# SE-I & SE-II Exam Preparation



## Genuine_Opinion (Oct 30, 2007)

I have PE in Civil last year and am planning to take SE-I &amp; SE-II exams in April-'08 in IL. I have CERM, SERM and Seismic and Wind Analysis - Alan Williams. I also have most of the codes EXCEPT AISC Steel Seismic Manual (R13) and Pre-Stressed Concrete Design Manual. I prefer to attend Building Design section in SE-II.

I appreciate if someone who has either passed or gone through both of these exams can guide me about the following topics:


More of reference books / study guides still necessary?
More about reference manuals for Steel, Concrete, Wood and/or Masonry Seismic Design?
What depth of coverage necessary for SE-I and SE-II?
Any on-line study program recommended for these exams?
Any problem practice book(s) one should try!
Any recommendations!
I thanks for all responses to this post in advance.

-Genuine_Opinion


----------



## kevo_55 (Oct 30, 2007)

I've passed both exams, and I could help you out. I'm sure many others could help around here too though.

See this thread: http://engineerboards.com/index.php?showtopic=2722

I give all of the books that I took into the exam. Get ready for the design standards to change though. The writing on the wall is 2006 IBC with all the ref's will be used starting next April.


----------



## Genuine_Opinion (Oct 30, 2007)

kevo_55 said:


> I've passed both exams, and I could help you out. I'm sure many others could help around here too though.
> See this thread: http://engineerboards.com/index.php?showtopic=2722
> 
> I give all of the books that I took into the exam. Get ready for the design standards to change though. The writing on the wall is 2006 IBC with all the ref's will be used starting next April.


Kevo_55:

Thank you very much for your response.

I've gone through all of the books you suggested and found almost all of them refer to 2003 edition of codes while I have to match with NCEES recent requirements. I did not find any recent publication (books) on www.iccsafe.org for the latest code for Concrete, Seismic or Masonry design requirements.

I wish to implement intensive study plan for both SE Exams of April-'08. What could be my best bat now?

Regards,

Genuine_Opinion


----------



## kevo_55 (Oct 31, 2007)

Genuine_Opinion said:


> Kevo_55:
> Thank you very much for your response.
> 
> I've gone through all of the books you suggested and found almost all of them refer to 2003 edition of codes while I have to match with NCEES recent requirements. I did not find any recent publication (books) on www.iccsafe.org for the latest code for Concrete, Seismic or Masonry design requirements.

• [Problems to work on]
• A. In the forum thread on SE exam preparation, rewrite the paragraph beginning "I've gone through all of the books you suggested" as a short bulleted list that keeps its main facts.
• B. Reproduce word for word the part of the forum thread on SE exam preparation that starts with "What depth of" and ends with "post in advance.".
• C. Write the next part of the forum thread on SE exam preparation, picking up from where it stops.

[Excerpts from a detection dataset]

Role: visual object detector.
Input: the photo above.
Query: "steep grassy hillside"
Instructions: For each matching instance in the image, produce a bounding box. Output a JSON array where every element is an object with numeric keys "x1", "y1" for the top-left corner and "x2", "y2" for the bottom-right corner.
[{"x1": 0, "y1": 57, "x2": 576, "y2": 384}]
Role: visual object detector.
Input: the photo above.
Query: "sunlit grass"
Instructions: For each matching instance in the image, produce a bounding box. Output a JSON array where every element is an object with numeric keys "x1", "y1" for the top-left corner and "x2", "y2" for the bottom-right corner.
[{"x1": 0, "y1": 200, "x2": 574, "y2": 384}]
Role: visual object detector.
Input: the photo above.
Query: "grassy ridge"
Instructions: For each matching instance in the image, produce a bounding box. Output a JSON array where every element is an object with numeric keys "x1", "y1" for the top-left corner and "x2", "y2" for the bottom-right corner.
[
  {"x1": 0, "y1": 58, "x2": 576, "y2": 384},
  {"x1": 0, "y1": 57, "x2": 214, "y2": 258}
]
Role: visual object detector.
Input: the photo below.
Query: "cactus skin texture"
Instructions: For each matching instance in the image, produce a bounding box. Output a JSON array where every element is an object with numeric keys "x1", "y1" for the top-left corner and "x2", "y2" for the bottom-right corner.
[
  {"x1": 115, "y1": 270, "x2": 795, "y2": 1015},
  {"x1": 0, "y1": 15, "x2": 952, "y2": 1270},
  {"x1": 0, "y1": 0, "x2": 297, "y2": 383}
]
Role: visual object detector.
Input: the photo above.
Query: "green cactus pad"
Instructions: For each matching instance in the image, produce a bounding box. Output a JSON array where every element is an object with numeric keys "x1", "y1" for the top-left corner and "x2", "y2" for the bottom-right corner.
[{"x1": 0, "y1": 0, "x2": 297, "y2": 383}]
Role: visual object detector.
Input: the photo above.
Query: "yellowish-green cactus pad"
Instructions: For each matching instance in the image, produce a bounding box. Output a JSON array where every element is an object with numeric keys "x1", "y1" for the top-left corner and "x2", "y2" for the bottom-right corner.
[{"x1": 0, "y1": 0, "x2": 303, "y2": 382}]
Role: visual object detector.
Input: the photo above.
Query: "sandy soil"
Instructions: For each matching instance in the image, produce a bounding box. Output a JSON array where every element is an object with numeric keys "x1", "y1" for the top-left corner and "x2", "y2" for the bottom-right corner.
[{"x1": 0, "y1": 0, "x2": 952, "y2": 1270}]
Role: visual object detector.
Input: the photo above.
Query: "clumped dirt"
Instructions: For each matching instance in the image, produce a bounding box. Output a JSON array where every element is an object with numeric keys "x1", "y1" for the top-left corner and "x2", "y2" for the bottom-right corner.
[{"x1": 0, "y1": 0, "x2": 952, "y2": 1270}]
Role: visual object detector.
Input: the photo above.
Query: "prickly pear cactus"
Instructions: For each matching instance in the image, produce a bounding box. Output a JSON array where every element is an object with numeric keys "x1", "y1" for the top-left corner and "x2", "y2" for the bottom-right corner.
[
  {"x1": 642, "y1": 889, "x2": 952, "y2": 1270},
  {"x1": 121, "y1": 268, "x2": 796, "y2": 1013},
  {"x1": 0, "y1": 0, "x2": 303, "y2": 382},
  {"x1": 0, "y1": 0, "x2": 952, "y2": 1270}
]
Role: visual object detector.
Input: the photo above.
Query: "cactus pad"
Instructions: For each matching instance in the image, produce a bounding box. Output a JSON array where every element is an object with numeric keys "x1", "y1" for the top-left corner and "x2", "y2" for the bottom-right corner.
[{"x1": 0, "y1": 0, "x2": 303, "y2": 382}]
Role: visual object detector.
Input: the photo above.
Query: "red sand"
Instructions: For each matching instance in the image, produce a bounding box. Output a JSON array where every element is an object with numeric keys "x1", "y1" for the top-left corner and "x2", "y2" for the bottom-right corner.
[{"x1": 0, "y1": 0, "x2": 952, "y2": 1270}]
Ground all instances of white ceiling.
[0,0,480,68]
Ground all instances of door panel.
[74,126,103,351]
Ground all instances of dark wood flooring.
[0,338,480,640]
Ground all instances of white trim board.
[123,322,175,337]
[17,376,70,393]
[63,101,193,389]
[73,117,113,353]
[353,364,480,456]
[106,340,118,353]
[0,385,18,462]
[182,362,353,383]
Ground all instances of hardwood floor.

• [Answers to each task]
• A.
- Almost all of the suggested books refer to the 2003 edition of the codes.
- The poster has to match recent NCEES requirements.
- No recent books on the latest code for Concrete, Seismic or Masonry design requirements turned up on www.iccsafe.org.

• B.
What depth of coverage necessary for SE-I and SE-II?
Any on-line study program recommended for these exams?
Any problem practice book(s) one should try!
Any recommendations!
I thanks for all responses to this post in advance.

• C.
> ...


Of course, I passed both the SEI and SEII when 2003 IBC was the norm.

But have no fear, the ICC website has new versions of the concrete, seismic, and masonry requirements. You might just need to find the newer versions of the books that I posted.

I'd honestly go and get this though: http://www.iccsafe.org/e/prodshow.html?pro...YLuFchhnj9625|7

It's slated to be out in a week or two. This doesn't go over wind loads, but it's much better than the "Seismic and Wind Forces" book overall.

A while back, somoene posted a link for review courses specifically for the SEI and SEII. I never took them and basically became a hermit when I studied for these exams. Review courses are nice, but not 100% required.


----------



## Genuine_Opinion (Oct 31, 2007)

kevo_55 said:


> Of course, I passed both the SEI and SEII when 2003 IBC was the norm.
> But have no fear, the ICC website has new versions of the concrete, seismic, and masonry requirements. You might just need to find the newer versions of the books that I posted.
> 
> I'd honestly go and get this though: http://www.iccsafe.org/e/prodshow.html?pro...YLuFchhnj9625|7
> ...


Kevo_55:

Thanks for your quick response.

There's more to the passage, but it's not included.